** TRAVAIL DEMANDÉ **
• a. D'après le portrait de l'illustrateur, dans quelle ville est-il né ?
• b. Recopiez sans modification, dans le portrait de l'illustrateur, la partie qui s'ouvre sur les mots contenant « Né au Cameroun » et se clôt sur « Art en Afrique. ».
• c. Reprenez le portrait de l'illustrateur au point où il s'arrête et poursuivez sa rédaction.

** PASSAGE PRÉSENTÉ **
◇ ◇ ◇ ◇ ◇ ◇ ◇

Né au Cameroun le 20 Août 1986 plus précisément à Yaoundé, de père et de mère Bassa’a, Hugues Bertrand BIBOUM aka MÂN MVËLE est un artiste illustrateur. Il s’exprime à travers des dessins humoristiques et caricaturaux à caractère satirique. Son père, ancien militaire en fonction, était totalement contre cette pratique qui à l’époque est considérée comme sans avenir. Mais aujourd’hui, non seulement Hugues fait de la caricature, mais il a poussé l’outrage au paternel encore plus loin. Il est également graphiste, animateur 2D et auteur de bande dessinée. Son parcours est d’ailleurs détaillé sur notre page car le Mboa BD Festival connait très bien le personnage. Il est un habitué du festival, et un des artistes qui met le plus son stylo au service de la valorisation du 9e Art en Afrique.

◇ ◇ ◇ ◇ ◇ ◇ ◇

** DONNÉES EXTRAITES **
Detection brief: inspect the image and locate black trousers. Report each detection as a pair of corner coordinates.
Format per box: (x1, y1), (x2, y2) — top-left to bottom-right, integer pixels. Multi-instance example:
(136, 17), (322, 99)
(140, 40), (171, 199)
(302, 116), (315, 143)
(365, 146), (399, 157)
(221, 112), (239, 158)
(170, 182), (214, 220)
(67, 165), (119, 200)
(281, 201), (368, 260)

◇ ◇ ◇ ◇ ◇ ◇ ◇

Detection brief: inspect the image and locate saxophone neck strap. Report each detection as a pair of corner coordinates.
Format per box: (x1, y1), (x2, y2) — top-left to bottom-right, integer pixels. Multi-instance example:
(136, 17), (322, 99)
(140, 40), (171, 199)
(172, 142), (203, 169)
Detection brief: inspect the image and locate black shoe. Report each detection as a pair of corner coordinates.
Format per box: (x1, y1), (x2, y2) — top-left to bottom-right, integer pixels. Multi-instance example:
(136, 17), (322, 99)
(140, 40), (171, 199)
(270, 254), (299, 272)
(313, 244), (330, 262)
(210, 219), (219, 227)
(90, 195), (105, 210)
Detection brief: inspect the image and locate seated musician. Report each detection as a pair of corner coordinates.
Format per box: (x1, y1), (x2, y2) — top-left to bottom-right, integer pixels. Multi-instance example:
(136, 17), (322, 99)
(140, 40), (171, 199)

◇ ◇ ◇ ◇ ◇ ◇ ◇

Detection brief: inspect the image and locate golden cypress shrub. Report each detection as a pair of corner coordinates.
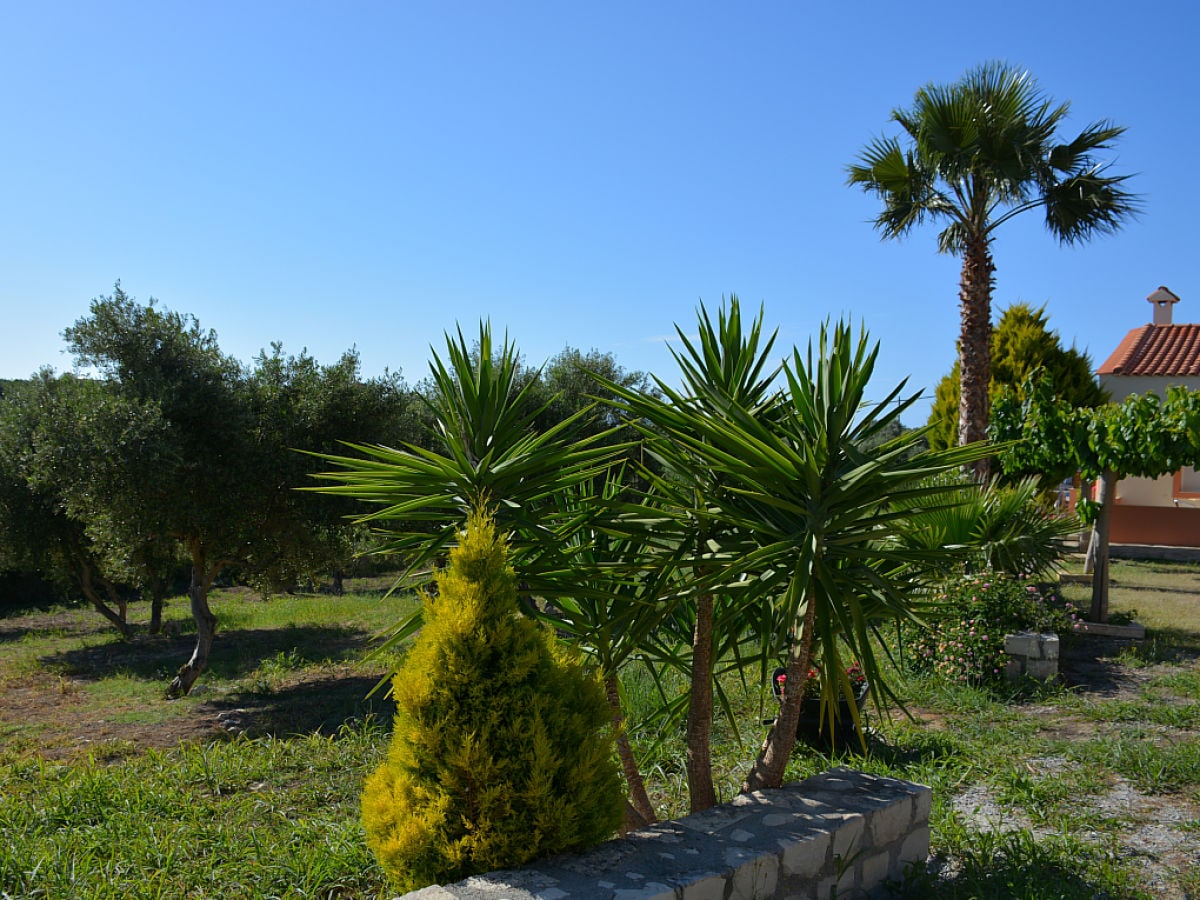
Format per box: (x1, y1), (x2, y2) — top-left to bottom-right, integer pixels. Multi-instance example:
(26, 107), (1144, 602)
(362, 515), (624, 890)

◇ ◇ ◇ ◇ ◇ ◇ ◇

** RÉPONSES AUX CONSIGNES **
• a. À Yaoundé, au Cameroun.

• b.
Né au Cameroun le 20 Août 1986 plus précisément à Yaoundé, de père et de mère Bassa’a, Hugues Bertrand BIBOUM aka MÂN MVËLE est un artiste illustrateur. Il s’exprime à travers des dessins humoristiques et caricaturaux à caractère satirique. Son père, ancien militaire en fonction, était totalement contre cette pratique qui à l’époque est considérée comme sans avenir. Mais aujourd’hui, non seulement Hugues fait de la caricature, mais il a poussé l’outrage au paternel encore plus loin. Il est également graphiste, animateur 2D et auteur de bande dessinée. Son parcours est d’ailleurs détaillé sur notre page car le Mboa BD Festival connait très bien le personnage. Il est un habitué du festival, et un des artistes qui met le plus son stylo au service de la valorisation du 9e Art en Afrique.

• c.
Courant de l’année 2022, après conclave du comité d’organisation, la nouvelle tombe. C’est l’artiste MÂN MVËLE qui sera l’auteur à l’honneur de la treizième édition du Mboa BD festival. A cet effet, nous avons rencontré le bédéiste de qui nous avons appris beaucoup, autant sur lui que sur son engagement.

En quels termes parlerai tu de toi même et lesquelles de tes œuvres te représentent-elles le mieux ?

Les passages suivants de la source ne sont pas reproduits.